Fundamentals of plane wave propagation, reflection, and transmission; basic theorems, equivalent currents, and Green's theory; radiation fields generated by current sources.

The topics covered in this course are fundamental for graduate students in the area of electromagnetics. This course builds upon undergraduate electromagnetic courses and enables the students to gain an in-depth understanding of fundamental electromagnetic concepts, theorems, and analytical techniques. The course also provides an introduction to numerical techniques that are becoming increasingly important in solving electromagnetic wave problems in complex geometries. Many topics covered in this course are essential for graduate courses in areas such as radio frequency and microwave engineering, antennas, photonics, and space sciences.

- Use Maxwell's equations to determine basic properties of plane waves, including direction of propagation, polarization, phase velocity, group velocity, and energy transport.
- Compute the reflection and transmission of a plane wave at a planar interface.
- Apply the basic theorems of electromagnetics to analyze problems of electromagnetic waves interacting with inhomogeneous materials or structures.
- Apply the concepts of equivalent current and Green's theory to analyze electromagnetic problems.
- Evaluate electromagnetic fields generated by ideal current distributions and demonstrate the ability to determine near field zone, Fresnel zone, and far field zone.

★ ★ ★ ★

> Task
According to the course description above, for graduate courses in which areas are many of the topics essential?

> Given material

★ ★ ★ ★

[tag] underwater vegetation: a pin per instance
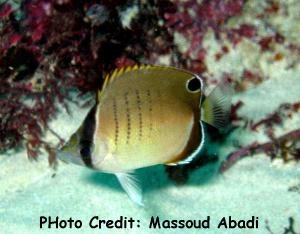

★ ★ ★ ★

> Task solution
Radio frequency and microwave engineering, antennas, photonics, and space sciences.